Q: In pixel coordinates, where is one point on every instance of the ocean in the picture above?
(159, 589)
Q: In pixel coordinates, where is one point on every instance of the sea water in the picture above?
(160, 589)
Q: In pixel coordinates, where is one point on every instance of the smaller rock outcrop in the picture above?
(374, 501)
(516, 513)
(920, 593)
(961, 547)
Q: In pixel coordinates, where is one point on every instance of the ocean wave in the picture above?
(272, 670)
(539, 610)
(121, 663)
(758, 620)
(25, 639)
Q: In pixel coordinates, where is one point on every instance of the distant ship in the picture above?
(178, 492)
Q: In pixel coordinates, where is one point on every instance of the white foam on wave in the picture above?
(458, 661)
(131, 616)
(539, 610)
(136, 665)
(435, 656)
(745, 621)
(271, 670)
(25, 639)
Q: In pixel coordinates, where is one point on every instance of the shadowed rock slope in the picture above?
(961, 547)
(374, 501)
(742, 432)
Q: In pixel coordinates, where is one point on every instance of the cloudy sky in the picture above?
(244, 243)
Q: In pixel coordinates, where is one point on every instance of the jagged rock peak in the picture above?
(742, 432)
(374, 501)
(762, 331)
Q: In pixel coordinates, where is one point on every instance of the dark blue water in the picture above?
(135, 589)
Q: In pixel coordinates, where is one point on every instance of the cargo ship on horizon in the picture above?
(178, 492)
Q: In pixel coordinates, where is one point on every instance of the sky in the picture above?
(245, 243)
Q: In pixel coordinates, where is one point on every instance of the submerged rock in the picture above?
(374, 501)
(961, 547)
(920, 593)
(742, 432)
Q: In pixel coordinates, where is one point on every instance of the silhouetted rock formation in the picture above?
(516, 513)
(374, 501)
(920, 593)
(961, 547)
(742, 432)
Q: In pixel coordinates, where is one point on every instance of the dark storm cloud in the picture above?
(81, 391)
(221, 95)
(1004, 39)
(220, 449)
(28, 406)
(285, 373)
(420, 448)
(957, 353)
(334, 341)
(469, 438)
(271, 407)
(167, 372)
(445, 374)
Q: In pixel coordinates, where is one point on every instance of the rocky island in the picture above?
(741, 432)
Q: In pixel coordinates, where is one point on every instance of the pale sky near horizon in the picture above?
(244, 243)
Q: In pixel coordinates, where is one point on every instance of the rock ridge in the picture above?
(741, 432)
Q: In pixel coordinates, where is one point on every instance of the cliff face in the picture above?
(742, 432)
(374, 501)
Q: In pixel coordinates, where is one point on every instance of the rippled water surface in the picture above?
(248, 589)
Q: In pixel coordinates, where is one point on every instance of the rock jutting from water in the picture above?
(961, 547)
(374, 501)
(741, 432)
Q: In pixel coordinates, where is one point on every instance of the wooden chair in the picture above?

• **What the task requires**
Going from the line that contains "island in the picture above?" to the last line of the records, reproduce every line as written.

• **Finished exercise**
Q: In pixel coordinates, where is one point on every instance of the rocky island in the picture above?
(741, 432)
Q: In pixel coordinates, where is one point on every instance of the pale sky near horizon in the picture above?
(244, 243)
Q: In pixel coordinates, where is one point on every instance of the rock ridge in the picture above?
(741, 432)
Q: In pixel coordinates, where is one point on every instance of the cliff face in the picture above?
(742, 432)
(374, 501)
Q: In pixel coordinates, where is one point on every instance of the rippled water surface in the picture above?
(248, 589)
Q: In pixel coordinates, where is one point on every instance of the rock jutting from water in the picture above?
(961, 547)
(374, 501)
(741, 432)
Q: In pixel coordinates, where is one point on every instance of the wooden chair in the picture above?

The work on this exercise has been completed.